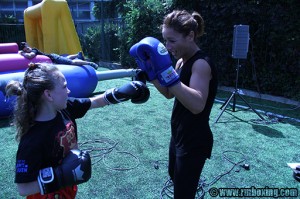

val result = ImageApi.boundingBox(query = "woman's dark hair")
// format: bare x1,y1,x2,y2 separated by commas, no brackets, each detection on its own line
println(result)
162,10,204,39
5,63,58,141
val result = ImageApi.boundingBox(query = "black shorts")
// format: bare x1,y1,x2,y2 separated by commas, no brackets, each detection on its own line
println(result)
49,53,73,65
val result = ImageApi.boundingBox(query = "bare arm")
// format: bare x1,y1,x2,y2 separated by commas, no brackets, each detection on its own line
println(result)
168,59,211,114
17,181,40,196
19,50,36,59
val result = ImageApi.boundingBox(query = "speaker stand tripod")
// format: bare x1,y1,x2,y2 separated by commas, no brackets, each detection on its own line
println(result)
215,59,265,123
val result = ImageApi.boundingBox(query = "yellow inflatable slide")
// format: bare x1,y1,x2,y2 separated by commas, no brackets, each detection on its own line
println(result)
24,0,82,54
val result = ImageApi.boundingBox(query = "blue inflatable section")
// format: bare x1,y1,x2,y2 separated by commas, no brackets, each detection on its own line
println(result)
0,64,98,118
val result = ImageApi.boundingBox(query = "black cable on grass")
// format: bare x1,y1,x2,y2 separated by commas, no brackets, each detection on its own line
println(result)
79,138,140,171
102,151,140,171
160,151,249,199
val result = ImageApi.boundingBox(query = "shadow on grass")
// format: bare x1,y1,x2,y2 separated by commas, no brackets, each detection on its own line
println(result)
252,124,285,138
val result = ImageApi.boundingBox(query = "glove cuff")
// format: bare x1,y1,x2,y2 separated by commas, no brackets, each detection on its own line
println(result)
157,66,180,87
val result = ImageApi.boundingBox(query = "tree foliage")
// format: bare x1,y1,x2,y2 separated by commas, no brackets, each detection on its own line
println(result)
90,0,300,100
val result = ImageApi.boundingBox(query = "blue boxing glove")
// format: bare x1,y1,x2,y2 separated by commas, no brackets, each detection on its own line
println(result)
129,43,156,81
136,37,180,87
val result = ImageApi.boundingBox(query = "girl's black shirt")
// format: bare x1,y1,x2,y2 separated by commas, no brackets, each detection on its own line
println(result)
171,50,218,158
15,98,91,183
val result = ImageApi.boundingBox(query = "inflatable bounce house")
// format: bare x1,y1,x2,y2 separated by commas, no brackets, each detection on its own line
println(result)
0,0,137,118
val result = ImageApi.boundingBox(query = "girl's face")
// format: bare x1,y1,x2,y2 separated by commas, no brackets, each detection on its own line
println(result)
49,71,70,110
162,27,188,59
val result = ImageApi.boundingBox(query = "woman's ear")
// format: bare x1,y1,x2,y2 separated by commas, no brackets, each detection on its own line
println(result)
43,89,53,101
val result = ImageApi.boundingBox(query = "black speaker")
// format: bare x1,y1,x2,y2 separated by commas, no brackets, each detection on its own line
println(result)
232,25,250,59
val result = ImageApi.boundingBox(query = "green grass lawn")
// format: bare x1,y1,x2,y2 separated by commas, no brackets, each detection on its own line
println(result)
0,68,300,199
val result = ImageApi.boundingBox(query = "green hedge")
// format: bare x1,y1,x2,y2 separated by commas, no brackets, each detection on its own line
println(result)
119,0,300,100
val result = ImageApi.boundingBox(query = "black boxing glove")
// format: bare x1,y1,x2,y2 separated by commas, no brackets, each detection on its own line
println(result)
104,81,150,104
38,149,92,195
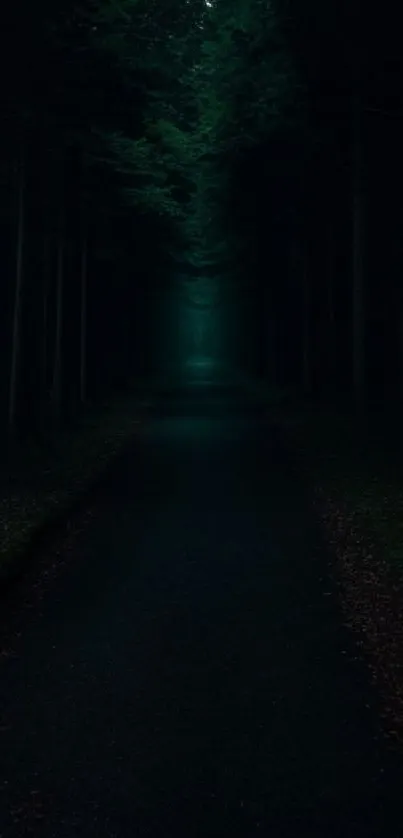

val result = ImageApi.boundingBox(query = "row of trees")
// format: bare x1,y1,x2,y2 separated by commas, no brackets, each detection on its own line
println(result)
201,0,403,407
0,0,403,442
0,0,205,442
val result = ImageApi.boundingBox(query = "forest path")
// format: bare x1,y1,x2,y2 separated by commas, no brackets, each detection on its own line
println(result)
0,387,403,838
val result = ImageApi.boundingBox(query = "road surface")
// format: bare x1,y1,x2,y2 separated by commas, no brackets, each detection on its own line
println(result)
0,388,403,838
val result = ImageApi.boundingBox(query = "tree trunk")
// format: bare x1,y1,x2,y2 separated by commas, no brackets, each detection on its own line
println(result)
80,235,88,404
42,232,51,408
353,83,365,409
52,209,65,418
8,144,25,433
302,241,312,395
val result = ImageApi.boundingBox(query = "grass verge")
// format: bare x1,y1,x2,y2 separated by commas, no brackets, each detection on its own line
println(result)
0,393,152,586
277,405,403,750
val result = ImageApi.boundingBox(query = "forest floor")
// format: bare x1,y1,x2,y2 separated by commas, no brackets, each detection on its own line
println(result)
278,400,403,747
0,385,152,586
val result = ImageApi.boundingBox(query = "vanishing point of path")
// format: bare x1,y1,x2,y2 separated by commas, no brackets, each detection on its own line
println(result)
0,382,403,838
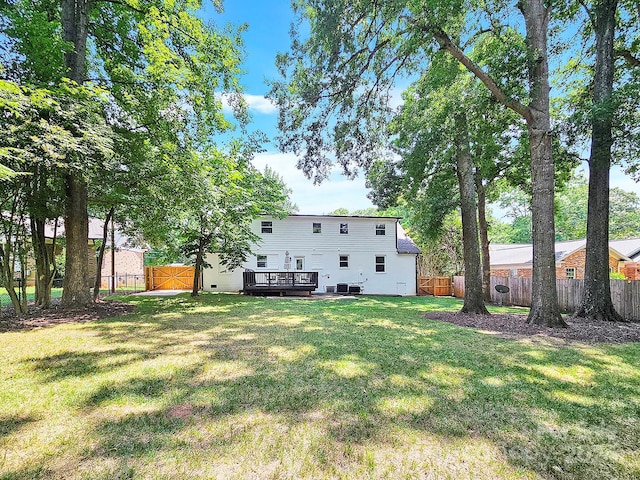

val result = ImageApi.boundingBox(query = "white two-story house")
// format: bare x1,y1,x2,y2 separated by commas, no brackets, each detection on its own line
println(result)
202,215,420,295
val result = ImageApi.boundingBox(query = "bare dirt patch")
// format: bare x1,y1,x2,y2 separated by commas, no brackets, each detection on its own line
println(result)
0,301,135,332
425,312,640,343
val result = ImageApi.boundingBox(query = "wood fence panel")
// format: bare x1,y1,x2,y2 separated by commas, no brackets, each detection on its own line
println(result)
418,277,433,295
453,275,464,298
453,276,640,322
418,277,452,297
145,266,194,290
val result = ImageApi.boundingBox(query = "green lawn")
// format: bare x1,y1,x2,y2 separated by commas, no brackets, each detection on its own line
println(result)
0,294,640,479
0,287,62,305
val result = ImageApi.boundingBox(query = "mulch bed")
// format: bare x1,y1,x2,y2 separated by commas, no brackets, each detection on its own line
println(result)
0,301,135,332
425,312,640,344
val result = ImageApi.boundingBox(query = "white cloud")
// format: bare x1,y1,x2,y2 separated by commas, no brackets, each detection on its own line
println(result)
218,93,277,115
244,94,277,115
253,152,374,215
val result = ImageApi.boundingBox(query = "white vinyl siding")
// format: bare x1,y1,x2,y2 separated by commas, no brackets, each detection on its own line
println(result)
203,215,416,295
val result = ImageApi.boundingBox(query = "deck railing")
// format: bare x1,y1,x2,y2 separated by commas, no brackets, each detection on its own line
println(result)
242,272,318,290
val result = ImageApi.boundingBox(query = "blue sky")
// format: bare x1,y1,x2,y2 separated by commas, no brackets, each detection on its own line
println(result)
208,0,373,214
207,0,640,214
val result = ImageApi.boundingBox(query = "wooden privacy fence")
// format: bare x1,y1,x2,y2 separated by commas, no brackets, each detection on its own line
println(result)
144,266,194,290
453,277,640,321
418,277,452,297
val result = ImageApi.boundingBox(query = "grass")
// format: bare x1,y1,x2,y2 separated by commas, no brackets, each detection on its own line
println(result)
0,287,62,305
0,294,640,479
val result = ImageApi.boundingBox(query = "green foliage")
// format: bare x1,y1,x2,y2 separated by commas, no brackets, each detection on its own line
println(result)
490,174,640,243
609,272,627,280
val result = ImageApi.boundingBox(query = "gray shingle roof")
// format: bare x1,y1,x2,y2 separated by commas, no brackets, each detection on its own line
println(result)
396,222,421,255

Stated goal:
Copy every row above word for word, leaving out the pictures.

Answer below:
val result = ImageApi.boundingBox(query = "woman's dark hair")
// format: bare x1,y1,x2,y2 separated by commas, no brackets, each detection on its own line
println(result)
162,10,204,39
5,63,58,141
val result = ImageApi.boundingBox(query = "black shorts")
// format: bare x1,y1,x2,y2 separated by commas, no brackets, each detection on its own line
println(result)
49,53,73,65
val result = ImageApi.boundingBox(query = "bare arm")
// format: bare x1,y1,x2,y2 separated by commas, no brackets, each detection on its own line
println(result)
168,59,211,114
17,181,40,196
19,50,36,59
val result = ImageApi.boundingBox(query = "speaker stand tripod")
// format: bare x1,y1,x2,y2 separated by commas, no brackets, each detection on its own line
println(result)
215,59,265,123
val result = ImageApi.boundingBox(query = "yellow inflatable slide")
// format: bare x1,y1,x2,y2 separated by commas, no brackets, each detection on its own line
println(result)
24,0,82,54
val result = ImageApi.boundingBox(query = "blue inflatable section")
// format: bare x1,y1,x2,y2 separated by commas, no brackets, each detection on its own line
println(result)
0,64,98,118
val result = ImageApi.boundingBox(query = "black cable on grass")
// format: bare x1,y1,x2,y2 separated by commas, no brackets, each detection on its own line
println(result)
79,138,140,171
102,151,140,171
160,151,249,199
val result = ImageApi.boundingBox(query = "shadow on grass")
// format: bare x1,y1,x2,y2 separated by commas, no brackets, each detection on its own line
println(result)
252,124,285,138
val result = ImageApi.boundingBox(query = "glove cuff")
// format: bare x1,y1,x2,y2 separated by commas, no brackets, each detection on its own line
println(result)
157,66,180,87
val result = ImageApi.boundingBox(query = "tree foliage")
// format: bare x1,y1,x2,y2 separated by commas, no brackets, each detection on its own line
println(result)
90,0,300,100
val result = ImageApi.boundingBox(query = "blue boxing glove")
// format: bare x1,y1,x2,y2 separated by commas, no brackets, each detection on its own line
println(result)
129,43,156,81
136,37,180,87
val result = ImageApi.boundingBox(query = "girl's black shirt")
// format: bare x1,y1,x2,y2 separated by commas, no brackets, each detection on its own line
println(result)
171,50,218,158
15,98,91,183
val result = ImageApi.boundingBox(query = "inflatable bounce house")
// format: bare x1,y1,x2,y2 separated by commas, no brackets, each detection on its own line
println(result)
0,0,137,118
val result = ImageApi.boundingBox(query = "girl's face")
// format: bare x1,y1,x2,y2 separated by commas, no brackets, each detection on its own line
println(result)
49,71,70,110
162,27,188,59
val result = ImageApi.boundingBox(query = "woman's ear")
// format: bare x1,y1,x2,y2 separated by commas, no brackets, each detection on its own line
println(result)
43,89,53,101
val result = ImageApi.boundingBox(query = "black speaker")
// format: bare x1,y1,x2,y2 separated by commas, no brackets, each detection on its own line
println(result)
232,25,250,59
val result = ImageApi.boundingBox(query = "green grass lawn")
// format: bare x1,y1,x2,y2 separated by commas, no brackets, each detection on its own line
println(result)
0,68,300,199
val result = ImageApi.boundingBox(query = "green hedge")
// format: bare x1,y1,x2,y2 separated by commas, no brackets, each detection on its own line
println(result)
119,0,300,100
val result = ImageApi.boundingBox(query = "black boxing glove")
// format: bare x1,y1,x2,y2 separated by commas, no brackets, each detection on its own line
println(result)
104,81,150,104
38,149,92,195

val result = ImageApi.boundingBox(query = "row of trees")
// format: bare x1,y1,x2,y2 separated by commas, no brackets, each detection on its own line
println(result)
201,0,403,407
0,0,403,442
0,0,205,442
val result = ImageApi.boundingBox(query = "forest path")
// format: bare x1,y1,x2,y2 separated by commas, no brackets, each detection on its own line
println(result)
0,387,403,838
val result = ImageApi.boundingBox(query = "road surface")
// format: bare x1,y1,x2,y2 separated by commas, no brackets, each detection on its own line
println(result)
0,388,403,838
val result = ImageApi.boundingBox(query = "tree trunk")
// format: bare x1,y1,x2,y2 separated by commas, no brackets, each detection on its own line
println(result)
80,235,88,404
42,232,51,408
353,83,365,409
52,209,65,418
8,144,25,433
302,241,312,395
val result = ImageApi.boundingBox(query = "grass verge")
// format: bare x1,y1,x2,y2 separated by commas, no brackets, each detection on its own line
println(result)
0,393,152,586
277,405,403,750
val result = ImageApi.boundingBox(query = "forest floor")
// format: bare x1,y1,x2,y2 separated by commas, no brackets, each detection on its own line
println(result)
278,400,403,747
0,385,152,586
val result = ImageApi.boundingBox(query = "vanishing point of path")
// format: bare x1,y1,x2,y2 separated by commas, no brackets, each detection on its own line
println(result)
0,382,403,838

val result = ImageApi.boundingBox(query = "white two-story house")
// format: bare x1,y1,x2,y2 separated by commas, no brackets, each detection on its own line
println(result)
202,215,420,295
val result = ImageApi.boundingBox(query = "bare dirt patch")
// format: bare x1,y1,x2,y2 separated by commas, no brackets, each detection on its own line
println(result)
0,301,135,332
425,312,640,343
val result = ImageApi.boundingBox(query = "wood fence panel")
// format: bare x1,y1,x2,y2 separated by commas, no brackets, each detection on its own line
println(result)
418,277,433,295
453,275,464,298
453,276,640,322
418,277,452,297
145,266,194,290
val result = ImageApi.boundingBox(query = "green lawn")
// format: bare x1,y1,x2,y2 separated by commas, no brackets, each detection on its own line
println(result)
0,294,640,479
0,287,62,305
val result = ImageApi.boundingBox(query = "mulch bed")
// format: bare x1,y1,x2,y2 separated by commas, no brackets, each detection on its own line
println(result)
0,301,135,332
425,312,640,344
val result = ImageApi.boundingBox(query = "white cloud")
// format: bare x1,y1,x2,y2 separated by commas, no brackets, each detection on its own line
println(result)
218,93,277,115
244,94,277,115
253,152,374,215
val result = ImageApi.boundingBox(query = "white vinyl siding")
// format: bare x1,y1,x2,y2 separated by commas, no brackets, each detection on its own line
println(result)
203,215,416,295
val result = ImageApi.boundingBox(query = "deck railing")
// format: bare x1,y1,x2,y2 separated by commas, no brackets, each detection on its own line
println(result)
242,272,318,290
val result = ImageApi.boundingBox(query = "blue sky")
// format: bare x1,y1,x2,y2 separated by commas, no brackets, each detection on its own line
println(result)
208,0,373,214
207,0,640,214
val result = ImageApi.boundingBox(query = "wooden privacy fence")
// format: bare x1,y1,x2,y2 separated by commas, no brackets, each detection on its own line
println(result)
144,266,194,290
453,277,640,321
418,277,452,297
val result = ImageApi.boundingBox(query = "grass")
// format: bare x1,y1,x2,y2 separated by commas, no brackets, each detection on its own line
println(result)
0,287,62,305
0,294,640,479
val result = ImageApi.boundingBox(query = "green foliage")
// format: bare x1,y1,x2,y2 separated by commas, no brackets, each detection on its own line
println(result)
490,174,640,243
609,272,627,280
val result = ImageApi.boundingBox(query = "gray shingle roof")
// format: bare x1,y1,x2,y2 separated by commas, no brackets, each detection on its own line
println(result)
396,222,421,255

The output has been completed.